TEXT PROVIDED:
┄┄┄┄┄┄┄┄┄┄┄┄┄┄┄┄┄┄┄┄

There are two key principles here: first, that proof in formal reasoning systems is an exercise in solving systems of polynomial equations, yielding solutions that are sets of elementary truth values; and second, that certain selfreferential formula definitions are recurrence relations that define discrete dynamical systems (and in turn infinite sequences of basic solution sets). It is a corollary to these principles that all of the various syntactic results from such calculations make semantic sense as the truth values of formulas, including solution sets that are empty or have multiple members, and dynamic solutions that change with each iteration and depend on initial conditions.

These principles are familiar and uncontroversial in the contexts of elementary algebra and dynamical systems; they apply just as well when the basic mathematical objects are logical truth values instead of ordinary numbers. If you understand how to do arithmetic in different number systems, what it means to solve equations, and how to deal with recursive constructions like the Fibonacci sequence, then you can understand Gödel’s mistakes. You will find the powerful new paradigm of dynamic polynomial logic, which is a continuation of the pioneering 19th-century work of George Boole [4,5]. Dynamic polynomial logic is grounded in the intrinsic unity of logic and mathematics.

Relative to classical logic, dynamic polynomial logic is paraconsistent, paracomplete, and modal. In this algebraic framework the misguided principle of explosion is corrected: inconsistent axioms are shown to prove nothing instead of everything. Moreover the principle of the excluded middle is clarified; in classical logic this idea is applied incorrectly, reflecting confusion between arithmetical and algebraic systems. Dynamic polynomial logic computes precise solutions that can be interpreted as alethic and temporal modalities.

┄┄┄┄┄┄┄┄┄┄┄┄┄┄┄┄┄┄┄┄

INPUT RECORDS:
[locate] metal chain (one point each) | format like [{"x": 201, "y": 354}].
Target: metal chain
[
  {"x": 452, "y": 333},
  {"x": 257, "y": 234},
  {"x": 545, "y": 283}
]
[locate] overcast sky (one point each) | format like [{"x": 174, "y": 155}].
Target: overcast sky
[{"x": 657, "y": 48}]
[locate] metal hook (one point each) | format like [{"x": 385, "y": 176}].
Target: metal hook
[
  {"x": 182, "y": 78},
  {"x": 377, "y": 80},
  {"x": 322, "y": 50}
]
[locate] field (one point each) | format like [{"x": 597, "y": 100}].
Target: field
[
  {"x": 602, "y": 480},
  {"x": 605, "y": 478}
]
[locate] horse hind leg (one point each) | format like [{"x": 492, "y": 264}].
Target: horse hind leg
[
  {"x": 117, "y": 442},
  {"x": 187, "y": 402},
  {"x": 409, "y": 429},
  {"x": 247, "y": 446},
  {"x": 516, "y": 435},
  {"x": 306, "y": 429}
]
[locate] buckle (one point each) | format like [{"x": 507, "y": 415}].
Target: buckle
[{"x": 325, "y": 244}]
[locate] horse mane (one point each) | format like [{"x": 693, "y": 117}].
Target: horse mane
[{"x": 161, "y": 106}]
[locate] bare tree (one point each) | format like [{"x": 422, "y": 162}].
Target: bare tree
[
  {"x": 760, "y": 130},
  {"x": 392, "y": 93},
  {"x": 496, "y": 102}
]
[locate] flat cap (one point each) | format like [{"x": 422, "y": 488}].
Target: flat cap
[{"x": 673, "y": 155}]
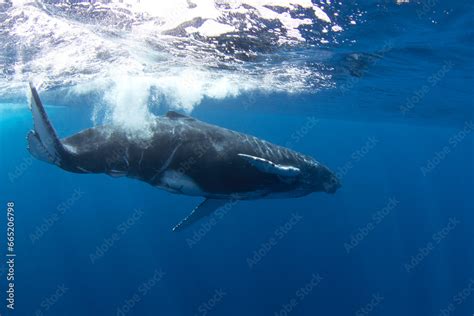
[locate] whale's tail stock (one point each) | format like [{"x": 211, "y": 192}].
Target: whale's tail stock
[{"x": 43, "y": 142}]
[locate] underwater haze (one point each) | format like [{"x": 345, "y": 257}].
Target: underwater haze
[{"x": 381, "y": 92}]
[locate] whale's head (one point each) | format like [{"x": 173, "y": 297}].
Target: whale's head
[{"x": 321, "y": 179}]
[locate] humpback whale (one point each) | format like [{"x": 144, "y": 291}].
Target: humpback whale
[{"x": 184, "y": 156}]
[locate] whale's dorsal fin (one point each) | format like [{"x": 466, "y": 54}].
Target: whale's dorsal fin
[
  {"x": 43, "y": 142},
  {"x": 268, "y": 166},
  {"x": 176, "y": 115},
  {"x": 202, "y": 210}
]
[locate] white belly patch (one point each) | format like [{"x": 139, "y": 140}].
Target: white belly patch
[{"x": 179, "y": 183}]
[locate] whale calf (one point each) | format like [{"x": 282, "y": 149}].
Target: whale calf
[{"x": 184, "y": 156}]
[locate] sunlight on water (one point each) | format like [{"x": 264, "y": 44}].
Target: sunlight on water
[{"x": 134, "y": 52}]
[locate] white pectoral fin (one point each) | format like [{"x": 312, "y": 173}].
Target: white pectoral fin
[
  {"x": 207, "y": 207},
  {"x": 268, "y": 166}
]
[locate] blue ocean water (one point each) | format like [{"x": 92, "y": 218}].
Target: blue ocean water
[{"x": 387, "y": 104}]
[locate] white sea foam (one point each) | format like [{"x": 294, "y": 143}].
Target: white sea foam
[{"x": 139, "y": 53}]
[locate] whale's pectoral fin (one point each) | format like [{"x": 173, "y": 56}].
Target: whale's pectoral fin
[
  {"x": 268, "y": 166},
  {"x": 202, "y": 210},
  {"x": 43, "y": 143}
]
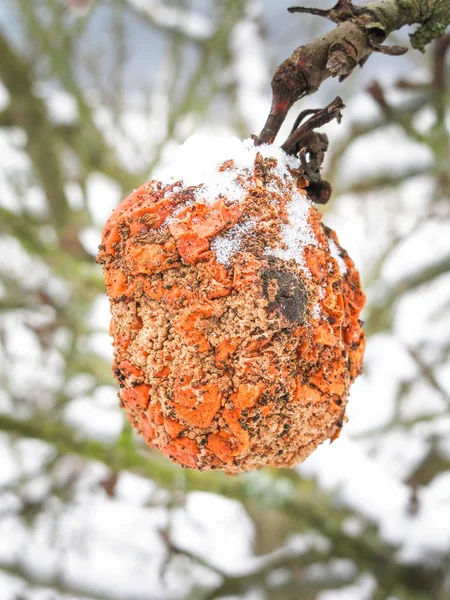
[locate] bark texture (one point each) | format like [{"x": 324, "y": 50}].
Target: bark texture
[{"x": 360, "y": 31}]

┄┄┄┄┄┄┄┄┄┄┄┄┄┄┄┄┄┄┄┄

WORK TO DO:
**1)** Reproduce the passage on dynamic polynomial logic in full, word for word.
**2)** Find every line in the listing that contains the string "whale", and copy each one. Treat uppercase and lowercase as different when matching.

PER-TASK OUTPUTS:
**1)**
There are two key principles here: first, that proof in formal reasoning systems is an exercise in solving systems of polynomial equations, yielding solutions that are sets of elementary truth values; and second, that certain selfreferential formula definitions are recurrence relations that define discrete dynamical systems (and in turn infinite sequences of basic solution sets). It is a corollary to these principles that all of the various syntactic results from such calculations make semantic sense as the truth values of formulas, including solution sets that are empty or have multiple members, and dynamic solutions that change with each iteration and depend on initial conditions.

These principles are familiar and uncontroversial in the contexts of elementary algebra and dynamical systems; they apply just as well when the basic mathematical objects are logical truth values instead of ordinary numbers. If you understand how to do arithmetic in different number systems, what it means to solve equations, and how to deal with recursive constructions like the Fibonacci sequence, then you can understand Gödel’s mistakes. You will find the powerful new paradigm of dynamic polynomial logic, which is a continuation of the pioneering 19th-century work of George Boole [4,5]. Dynamic polynomial logic is grounded in the intrinsic unity of logic and mathematics.

Relative to classical logic, dynamic polynomial logic is paraconsistent, paracomplete, and modal. In this algebraic framework the misguided principle of explosion is corrected: inconsistent axioms are shown to prove nothing instead of everything. Moreover the principle of the excluded middle is clarified; in classical logic this idea is applied incorrectly, reflecting confusion between arithmetical and algebraic systems. Dynamic polynomial logic computes precise solutions that can be interpreted as alethic and temporal modalities.

**2)**
[locate] whale's tail stock (one point each) | format like [{"x": 211, "y": 192}].
Target: whale's tail stock
[locate] whale's head (one point each) | format like [{"x": 173, "y": 297}].
Target: whale's head
[locate] humpback whale (one point each) | format like [{"x": 144, "y": 291}].
Target: humpback whale
[locate] whale's dorsal fin (one point each) | format like [{"x": 466, "y": 54}].
Target: whale's dorsal fin
[locate] whale calf (one point each) | format like [{"x": 282, "y": 149}].
Target: whale calf
[locate] whale's pectoral fin (one point each) | format like [{"x": 173, "y": 56}].
Target: whale's pectoral fin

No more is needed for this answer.